▸ VORGEGEBENER TEXT
····················

Die Ärzte der Universitätskliniken lassen die größte Streikwelle seit Beginn ihres Ausstandes durch Deutschland rollen. Erheblich eingeschränkt sind vor allem Operationen, die ambulante Versorgung, Lehre und Forschung.

Berlin/Göttingen - Die Arbeitgeberseite, die Tarifgemeinschaft deutscher Länder (TdL), will "beim Angebot nicht nachbessern". Das sagte der TdL-Vorsitzende, Niedersachsens Finanzminister Hartmut Möllring (CDU), vor streikenden Ärzten in Göttingen. Es gebe bisher keinen neuen Termin für weitere Verhandlungen mit der Ärztegewerkschaft Marburger Bund (MB), sagte Möllring der dpa.

MB-Chef Frank Ulrich Montgomery rief während der Ärzte-Vollversammlung des Göttinger Universitätsklinikums zu einer Ausweitung des Arbeitskampfes auf. Je heftiger gestreikt werde, desto größer sei die Chance, schnell zu einer "fairen Lösung" zu kommen.

Mit 12.300 streikenden Medizinern an 39 Krankenhäusern werde der jüngste Streikrekord vom 11. April gebrochen, teilte der Marburger Bund mit. An den Kliniken in Baden-Württemberg, Nordrhein-Westfalen, Thüringen und zahlreichen anderen Standorten begann am Morgen erstmals ein einwöchiger Dauerstreik. Am Göttinger Universitätsklinikum legten rund 200 Assistenzärzte die Arbeit nieder. "Oberste Priorität hat die Patientensicherheit", versicherte der Sprecher des Marburger Bundes Athanasios Drougias der dpa. Notfälle würden ausnahmslos behandelt.

····················

▸ ENTNOMMENES MATERIAL
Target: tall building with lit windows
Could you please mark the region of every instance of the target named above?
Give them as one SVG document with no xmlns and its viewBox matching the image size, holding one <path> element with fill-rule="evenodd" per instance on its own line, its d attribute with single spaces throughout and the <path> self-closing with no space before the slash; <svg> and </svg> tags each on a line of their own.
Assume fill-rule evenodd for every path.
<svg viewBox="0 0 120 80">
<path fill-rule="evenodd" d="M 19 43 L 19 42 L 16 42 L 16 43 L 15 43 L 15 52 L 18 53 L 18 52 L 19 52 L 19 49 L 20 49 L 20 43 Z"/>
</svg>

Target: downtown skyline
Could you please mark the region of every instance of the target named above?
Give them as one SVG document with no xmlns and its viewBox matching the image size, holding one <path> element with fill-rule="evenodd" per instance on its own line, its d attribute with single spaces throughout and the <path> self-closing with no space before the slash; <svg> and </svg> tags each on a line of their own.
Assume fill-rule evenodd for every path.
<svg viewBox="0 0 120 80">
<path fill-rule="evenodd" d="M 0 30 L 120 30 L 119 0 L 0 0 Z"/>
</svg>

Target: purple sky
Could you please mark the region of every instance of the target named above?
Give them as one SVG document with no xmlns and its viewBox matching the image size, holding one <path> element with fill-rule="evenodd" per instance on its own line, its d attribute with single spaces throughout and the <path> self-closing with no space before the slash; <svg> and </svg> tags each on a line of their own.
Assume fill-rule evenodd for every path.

····················

▸ ZU BEARBEITENDE AUFGABEN
A. Aktualisiere im Text zum Ärztestreik die Passage, die mit „Berlin/Göttingen - Die“ einsetzt und sich bis „Möllring der dpa.“ erstreckt. Gib sie neu wieder und setze dabei „Gespräche“ an die Stelle von „Verhandlungen“.
B. Nenne alle Personen, die im Text zum Ärztestreik mit ihrem Namen erwähnt werden.

▸ LÖSUNGEN
A.
Berlin/Göttingen - Die Arbeitgeberseite, die Tarifgemeinschaft deutscher Länder (TdL), will "beim Angebot nicht nachbessern". Das sagte der TdL-Vorsitzende, Niedersachsens Finanzminister Hartmut Möllring (CDU), vor streikenden Ärzten in Göttingen. Es gebe bisher keinen neuen Termin für weitere Gespräche mit der Ärztegewerkschaft Marburger Bund (MB), sagte Möllring der dpa.

B. Hartmut Möllring, Frank Ulrich Montgomery, Athanasios Drougias